-- START SUPPLIED MATERIAL --

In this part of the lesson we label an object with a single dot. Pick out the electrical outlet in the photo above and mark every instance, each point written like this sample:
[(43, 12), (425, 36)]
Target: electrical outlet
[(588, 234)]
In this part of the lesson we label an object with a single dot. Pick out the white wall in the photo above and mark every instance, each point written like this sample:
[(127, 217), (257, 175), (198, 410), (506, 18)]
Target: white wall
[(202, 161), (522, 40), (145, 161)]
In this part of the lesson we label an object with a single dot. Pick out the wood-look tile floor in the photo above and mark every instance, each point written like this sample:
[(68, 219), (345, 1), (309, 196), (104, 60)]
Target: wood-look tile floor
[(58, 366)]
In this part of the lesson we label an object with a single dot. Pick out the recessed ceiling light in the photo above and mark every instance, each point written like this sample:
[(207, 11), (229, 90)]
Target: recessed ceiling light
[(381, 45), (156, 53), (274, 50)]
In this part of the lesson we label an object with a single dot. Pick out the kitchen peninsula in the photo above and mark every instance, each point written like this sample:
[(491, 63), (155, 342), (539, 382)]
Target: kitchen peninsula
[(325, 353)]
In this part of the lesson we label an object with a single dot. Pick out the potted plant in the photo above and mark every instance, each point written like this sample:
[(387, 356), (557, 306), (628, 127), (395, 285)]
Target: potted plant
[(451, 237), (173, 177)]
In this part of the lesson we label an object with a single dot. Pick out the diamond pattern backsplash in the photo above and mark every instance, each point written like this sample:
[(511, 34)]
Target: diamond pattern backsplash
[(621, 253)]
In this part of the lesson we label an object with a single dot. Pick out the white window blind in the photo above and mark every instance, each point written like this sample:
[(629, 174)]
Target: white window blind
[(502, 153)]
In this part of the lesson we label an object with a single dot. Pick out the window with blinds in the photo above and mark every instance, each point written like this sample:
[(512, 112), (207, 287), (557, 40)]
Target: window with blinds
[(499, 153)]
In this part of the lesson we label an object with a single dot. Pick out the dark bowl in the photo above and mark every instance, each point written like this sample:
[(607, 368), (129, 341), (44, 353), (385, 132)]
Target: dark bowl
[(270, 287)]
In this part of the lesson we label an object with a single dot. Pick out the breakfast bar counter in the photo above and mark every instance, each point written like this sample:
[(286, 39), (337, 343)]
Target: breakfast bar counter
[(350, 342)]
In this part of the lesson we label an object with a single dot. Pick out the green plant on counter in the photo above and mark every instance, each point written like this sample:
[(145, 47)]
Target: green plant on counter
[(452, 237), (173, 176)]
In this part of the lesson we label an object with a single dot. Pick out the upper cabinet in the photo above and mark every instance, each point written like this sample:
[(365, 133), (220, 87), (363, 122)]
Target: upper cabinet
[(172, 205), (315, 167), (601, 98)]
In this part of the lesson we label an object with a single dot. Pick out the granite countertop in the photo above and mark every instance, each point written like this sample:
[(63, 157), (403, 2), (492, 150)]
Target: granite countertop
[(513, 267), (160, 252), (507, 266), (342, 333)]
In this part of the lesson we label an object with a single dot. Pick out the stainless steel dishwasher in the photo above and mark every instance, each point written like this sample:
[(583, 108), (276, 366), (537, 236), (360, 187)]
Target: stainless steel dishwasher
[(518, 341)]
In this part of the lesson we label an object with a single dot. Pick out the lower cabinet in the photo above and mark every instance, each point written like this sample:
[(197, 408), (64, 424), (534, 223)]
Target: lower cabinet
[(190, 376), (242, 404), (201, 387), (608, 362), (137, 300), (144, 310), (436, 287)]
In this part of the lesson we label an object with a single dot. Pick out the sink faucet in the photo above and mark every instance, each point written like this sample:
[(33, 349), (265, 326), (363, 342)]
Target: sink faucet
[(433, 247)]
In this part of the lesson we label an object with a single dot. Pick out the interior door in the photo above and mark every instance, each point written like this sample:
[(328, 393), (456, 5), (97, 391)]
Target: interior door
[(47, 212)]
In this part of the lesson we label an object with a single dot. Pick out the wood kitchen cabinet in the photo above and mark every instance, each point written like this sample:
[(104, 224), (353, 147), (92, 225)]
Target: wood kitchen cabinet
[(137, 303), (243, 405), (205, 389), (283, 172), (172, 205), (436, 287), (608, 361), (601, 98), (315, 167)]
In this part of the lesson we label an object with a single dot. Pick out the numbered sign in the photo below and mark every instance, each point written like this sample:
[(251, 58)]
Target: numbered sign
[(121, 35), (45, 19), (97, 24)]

-- END SUPPLIED MATERIAL --

*EXERCISE*:
From the records above, extract every entry verbatim.

*SOLUTION TO THE PROBLEM*:
In this part of the lesson we label an object with a single dot. Pick out the electrical outlet in the photo above and mark every instance, each point written like this sample:
[(43, 12), (425, 36)]
Target: electrical outlet
[(588, 234)]
In this part of the lesson we label an object with a single dot. Pick out the white wall in the photo above and mark every instance, each point written like this sample:
[(127, 217), (257, 175), (198, 410), (506, 18)]
Target: white wall
[(202, 161), (522, 40), (145, 161)]
In this part of the lesson we label an object with a single dot. Pick out the wood-look tile floor in the photo above and mark every instance, each point written like this sample:
[(68, 219), (345, 1), (309, 196), (104, 60)]
Target: wood-look tile floor
[(58, 366)]
In this part of the lesson we label an object with a single dot. Pick out the recessed ceiling light in the photo above and mark every instance, each point written like this sample:
[(207, 11), (229, 90)]
Target: recessed ceiling light
[(381, 45), (156, 53), (274, 50)]
In this part of the lesson we label an object with a single dot. Pick out the kitchen peninsula in the photo above and mark every instance, each point written like this sample:
[(491, 63), (155, 342), (539, 382)]
Target: kitchen peninsula
[(325, 353)]
In this part of the lesson we label an object with a single dot. Pick out the potted plant in the photo above and mark every instance, each point written like this sample:
[(387, 356), (557, 306), (628, 127), (395, 285)]
Target: potted plant
[(451, 237), (173, 177)]
In this part of the lesson we label an object with a single dot. Pick out the diamond pattern backsplash in the photo above and mark every instance, each point written like this sample:
[(511, 34)]
Target: diamond pattern backsplash
[(621, 253)]
In this part of the lesson we label an object with a single dot. Pick out the white window blind in the photo above and mark every instance, each point written like this sample:
[(629, 174)]
Target: white window blind
[(502, 153)]
In this part of the lesson we label an object with a single dot. Pick out the window with blinds in the photo above and mark every instance, each point written like this sample:
[(512, 112), (207, 287), (557, 40)]
Target: window with blinds
[(499, 153)]
In this part of the lesson we label an object with a single dot. Pick out the dark bowl in the photo above and mark every instance, each point written like this sample:
[(607, 368), (129, 341), (44, 353), (385, 132)]
Target: dark bowl
[(270, 287)]
In this part of the lesson we label an object with a single dot. Pick out the breakfast bar counter in the photo above and mark every instance, each point written like this sample:
[(286, 39), (337, 343)]
Target: breakfast bar counter
[(350, 342)]
In this part of the lesson we label an object with a single dot. Pick out the green plant on counter in the photo above and mark every instance, each point written like this sample:
[(145, 47)]
Target: green plant on counter
[(452, 237), (173, 176)]
In this part of the lesson we label an object with a single dot. Pick out the upper cabinet in the photo above and mark every instance, each point written like this sample:
[(365, 133), (220, 87), (363, 122)]
Target: upper cabinet
[(172, 205), (315, 167), (601, 98)]
In this part of the lesson we label an object with a single dot. Pick out the granite countertop in the photo above and mark every instance, each point written like this sample:
[(63, 157), (403, 2), (492, 150)]
Target: granite countertop
[(513, 267), (160, 252), (507, 266), (342, 333)]
In this part of the lesson we label an object with a single dot. Pick out the stainless steel dishwasher in the photo above and mark every instance, each point written like this sample:
[(583, 108), (276, 366), (537, 236), (360, 187)]
Target: stainless steel dishwasher
[(518, 341)]
In this part of the lesson we label an object with a single dot. Pick out the lower cabinet in the photo above and mark every instance, each point written like this sample:
[(197, 408), (64, 424), (534, 223)]
Target: lower cabinet
[(190, 376), (242, 404), (201, 387), (608, 362), (137, 300), (144, 310), (436, 287)]
In this part of the lesson we label an object with a single dot. Pick out the sink faucet in the photo above and mark every instance, each point written like this sample:
[(33, 349), (265, 326), (363, 342)]
Target: sink faucet
[(433, 247)]
In this part of the lesson we label an object with a single dot. Pick out the interior door in the photo above and mark every instance, each point written like this sample:
[(328, 393), (456, 5), (97, 391)]
Target: interior door
[(47, 212)]
In this part of the lesson we label an object with a single dot. Pick out the wood kitchen cabinet in the photo above and mark every instance, each point written like this sample:
[(104, 224), (353, 147), (92, 225)]
Target: wood kitchen cabinet
[(137, 303), (243, 405), (205, 389), (283, 172), (172, 205), (436, 287), (608, 361), (601, 98), (315, 167)]
In this part of the lesson we label an object with a single dot. Pick out the numbered sign in the photo below and mark every instance, each point written like this sample:
[(251, 58)]
Target: numbered sign
[(121, 35), (45, 19), (97, 24)]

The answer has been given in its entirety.